▶ _Input data_
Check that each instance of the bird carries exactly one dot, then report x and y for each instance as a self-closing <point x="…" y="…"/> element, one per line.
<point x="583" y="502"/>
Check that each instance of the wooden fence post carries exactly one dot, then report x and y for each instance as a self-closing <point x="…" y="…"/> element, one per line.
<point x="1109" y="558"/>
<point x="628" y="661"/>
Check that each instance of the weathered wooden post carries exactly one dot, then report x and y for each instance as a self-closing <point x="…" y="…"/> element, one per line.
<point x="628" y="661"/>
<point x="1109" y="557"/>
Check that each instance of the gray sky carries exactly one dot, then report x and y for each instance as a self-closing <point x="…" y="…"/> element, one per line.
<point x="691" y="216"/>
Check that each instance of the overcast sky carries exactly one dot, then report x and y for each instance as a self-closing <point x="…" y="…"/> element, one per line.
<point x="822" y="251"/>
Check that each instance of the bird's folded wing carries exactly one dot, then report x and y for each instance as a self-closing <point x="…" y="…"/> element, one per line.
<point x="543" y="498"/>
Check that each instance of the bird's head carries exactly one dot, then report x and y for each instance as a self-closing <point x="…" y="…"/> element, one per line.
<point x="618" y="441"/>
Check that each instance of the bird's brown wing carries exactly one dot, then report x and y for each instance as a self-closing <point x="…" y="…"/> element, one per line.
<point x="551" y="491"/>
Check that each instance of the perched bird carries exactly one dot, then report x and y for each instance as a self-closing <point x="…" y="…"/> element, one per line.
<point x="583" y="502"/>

▶ _What you need to do_
From the first line to the last, reproduce the data exactly.

▶ _Answer for the task_
Check that each instance of the bird carries exactly one dot, then report x and y for each instance as a self-closing <point x="…" y="…"/> element, one per line.
<point x="583" y="502"/>
Check that each instance of the wooden fence post carries exactly one dot, then report x and y for each instance as a self-closing <point x="…" y="…"/> element, one per line.
<point x="1109" y="558"/>
<point x="628" y="661"/>
Check that each instance of the weathered wooden post carries exactly one dot, then report x and y for each instance as a self-closing <point x="…" y="…"/> element, one per line.
<point x="628" y="661"/>
<point x="1109" y="557"/>
Check that each instance of the gray sky carries exactly one dot, then report x and y for each instance as a self-closing <point x="…" y="…"/> element, one per line.
<point x="691" y="216"/>
Check that each instance of the overcast sky carries exactly one dot, then report x and y for each instance as a self-closing <point x="…" y="…"/> element, one per line.
<point x="822" y="251"/>
Check that each instance of the bird's folded wing carries exactly one dot, then report x and y for each instance as a self-closing <point x="…" y="…"/> element, one per line.
<point x="543" y="498"/>
Check that each instance of the bird's head carries exactly one dot, then report x and y for each instance as a self-closing <point x="…" y="…"/> element, one per line.
<point x="618" y="441"/>
Check that each instance of the bird's brown wing carries exactly one dot, then report x and y for each instance as a self-closing <point x="…" y="…"/> element, one per line.
<point x="551" y="491"/>
Check that each instance of the perched bird carries exactly one dot, then report x and y for each instance as a self-closing <point x="…" y="…"/> element, one per line.
<point x="583" y="502"/>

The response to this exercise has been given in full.